Remarkable. Just rediscovered your 11853735811. Thought I had successfully already searched and obtained a negative to the prior term, and had planned to submit.James G. Merickel 17:56, 8 July 2013 (UTC) The problem of finding the next term is somewhat interesting. It requires a less exhaustive approach by using (something like) the modern methods of efficiently obtaining the prime-counting function's values.James G. Merickel 21:06, 30 May 2015 (UTC)

Thanks for adding the Mathematica to A216208. --Susanne Bobzien 18:41, 13 March 2013 (UTC)

@Giovanni Resta - Hi, Re : A217254 -could you please verify your comment to see where it stands after round was changed to floor Specifically, the Floor function is used - in the formula section. Alexander R. Povolotsky 00:05, 21 March 2013 (UTC)

https://oeis.org/A181392/b181392.txt How did you compute this sequence A181392 so fast and why is "The last term is 999999999786876856487355368576387875784644". Did you use bruteforce? Patrick Wieschollek 21:13, 20 May 2013 (UTC)

- Yes, is there some chance of you re-wording your comment in any case? I like the result, and am interested in its basis also and think some brief remark on it would be good to include. It's also the case that the 43-digit terms mentioned fail to exist entirely, so at least a rewording. I myself would say 45-digit numbers in the sequence are not square because [reason or method: Exhaustive with a 0 always appearing, by a modulus other than 3, how?], 44-digit numbers fail modulo 3, and there are no 43-digit numbers, plus perhaps something about the specific finding. It's a nice but unfounded result as is, with a minutely bad wording.James G. Merickel 05:42, 26 July 2015 (UTC)
- Problem here mostly mine. Nice improvement, in any case.James G. Merickel 18:51, 26 July 2015 (UTC)

- With only its statement as fact, I can't guess why you are sure of your comment (on an absence of 4th and higher power terms) at the originating sequence, A108571, either. I trust the assertion is firmly based, but would like a little clue upon what.James G. Merickel 05:52, 26 July 2015 (UTC)
============
**What you should do**. Retype the part of the talk-page thread above starting at "- Yes, is there" and ending at "05:42, 26 July 2015 (UTC)".
============
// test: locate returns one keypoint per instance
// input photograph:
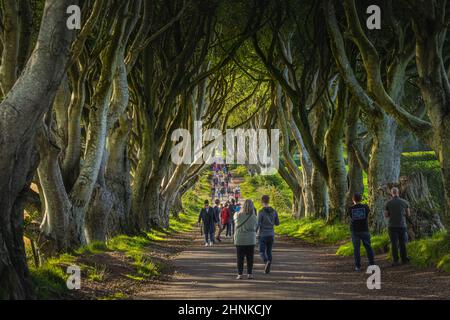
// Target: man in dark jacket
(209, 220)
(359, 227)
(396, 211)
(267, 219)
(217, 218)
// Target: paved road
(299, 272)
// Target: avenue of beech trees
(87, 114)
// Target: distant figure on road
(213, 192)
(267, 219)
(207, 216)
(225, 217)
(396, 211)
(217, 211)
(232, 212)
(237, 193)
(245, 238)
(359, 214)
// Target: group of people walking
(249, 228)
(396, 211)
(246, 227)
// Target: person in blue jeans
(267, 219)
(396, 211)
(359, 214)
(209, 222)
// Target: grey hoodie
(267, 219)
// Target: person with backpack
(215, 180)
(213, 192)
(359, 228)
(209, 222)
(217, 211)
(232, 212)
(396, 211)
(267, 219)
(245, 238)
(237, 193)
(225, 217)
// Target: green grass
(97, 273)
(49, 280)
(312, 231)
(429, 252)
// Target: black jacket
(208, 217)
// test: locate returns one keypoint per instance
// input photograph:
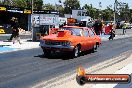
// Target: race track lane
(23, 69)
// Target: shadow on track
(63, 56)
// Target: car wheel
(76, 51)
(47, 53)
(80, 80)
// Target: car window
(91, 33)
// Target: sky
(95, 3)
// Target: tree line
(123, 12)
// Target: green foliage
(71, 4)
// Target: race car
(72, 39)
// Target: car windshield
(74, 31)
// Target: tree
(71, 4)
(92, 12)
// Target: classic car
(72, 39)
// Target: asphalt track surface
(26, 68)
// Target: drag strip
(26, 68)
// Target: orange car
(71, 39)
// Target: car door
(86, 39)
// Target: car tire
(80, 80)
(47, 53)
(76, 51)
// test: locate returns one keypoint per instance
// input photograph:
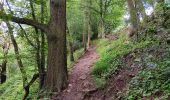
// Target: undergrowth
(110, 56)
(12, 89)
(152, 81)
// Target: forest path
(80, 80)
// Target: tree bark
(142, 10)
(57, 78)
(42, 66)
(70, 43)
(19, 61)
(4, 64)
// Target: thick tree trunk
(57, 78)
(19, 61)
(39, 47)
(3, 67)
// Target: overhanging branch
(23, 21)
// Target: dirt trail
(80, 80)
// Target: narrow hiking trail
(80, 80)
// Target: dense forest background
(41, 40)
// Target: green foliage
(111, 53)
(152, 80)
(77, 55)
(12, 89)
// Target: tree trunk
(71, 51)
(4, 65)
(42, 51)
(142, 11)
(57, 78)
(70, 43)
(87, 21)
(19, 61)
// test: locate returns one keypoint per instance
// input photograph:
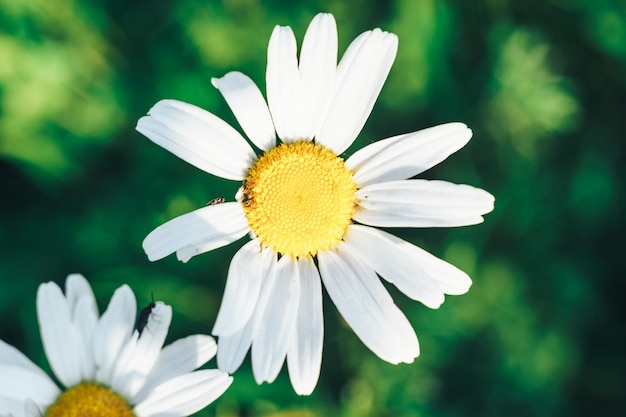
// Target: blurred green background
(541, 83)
============
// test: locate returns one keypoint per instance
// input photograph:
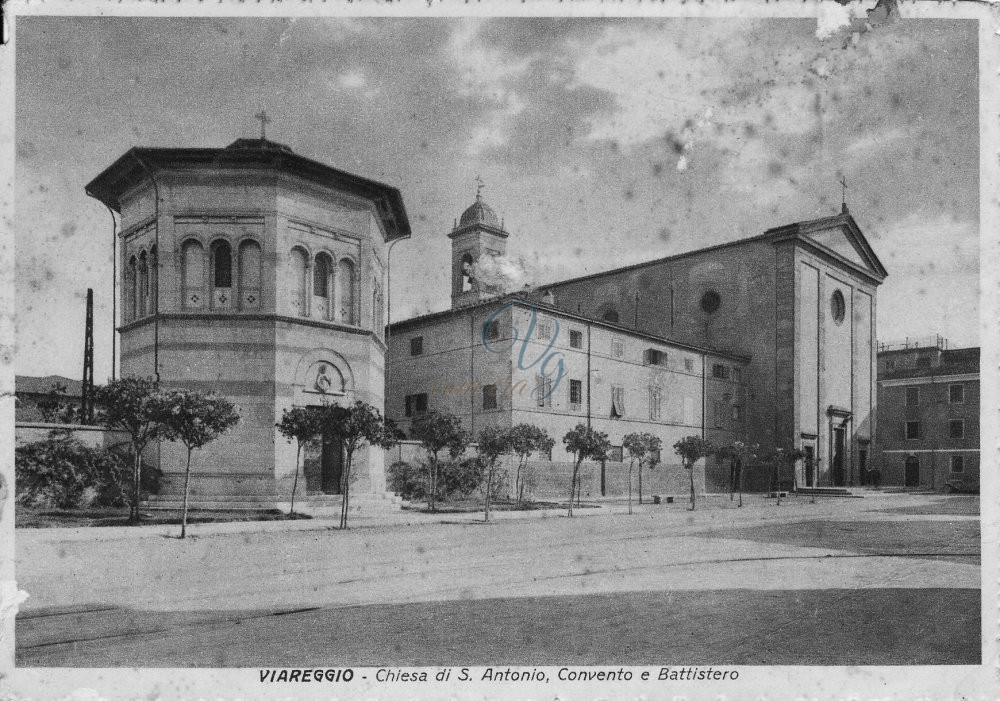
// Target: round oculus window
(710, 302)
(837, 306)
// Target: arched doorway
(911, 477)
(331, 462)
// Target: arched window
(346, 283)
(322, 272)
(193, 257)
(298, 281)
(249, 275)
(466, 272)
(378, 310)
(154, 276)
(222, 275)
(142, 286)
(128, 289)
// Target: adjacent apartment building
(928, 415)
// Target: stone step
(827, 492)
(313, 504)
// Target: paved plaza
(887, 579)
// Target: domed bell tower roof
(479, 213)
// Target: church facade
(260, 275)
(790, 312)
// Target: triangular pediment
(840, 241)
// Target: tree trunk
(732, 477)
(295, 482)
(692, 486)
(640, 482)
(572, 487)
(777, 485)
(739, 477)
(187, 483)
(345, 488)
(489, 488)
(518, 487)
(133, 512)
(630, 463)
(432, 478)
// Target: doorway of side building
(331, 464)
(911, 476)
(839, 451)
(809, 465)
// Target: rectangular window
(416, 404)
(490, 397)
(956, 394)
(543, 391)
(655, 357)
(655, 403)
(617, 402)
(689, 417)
============
**Response**.
- Yes, is there some chance of you re-wording your comment in any case? I like the result, and am interested in its basis also and think some brief remark on it would be good to include. It's also the case that the 43-digit terms mentioned fail to exist entirely, so at least a rewording. I myself would say 45-digit numbers in the sequence are not square because [reason or method: Exhaustive with a 0 always appearing, by a modulus other than 3, how?], 44-digit numbers fail modulo 3, and there are no 43-digit numbers, plus perhaps something about the specific finding. It's a nice but unfounded result as is, with a minutely bad wording.James G. Merickel 05:42, 26 July 2015 (UTC)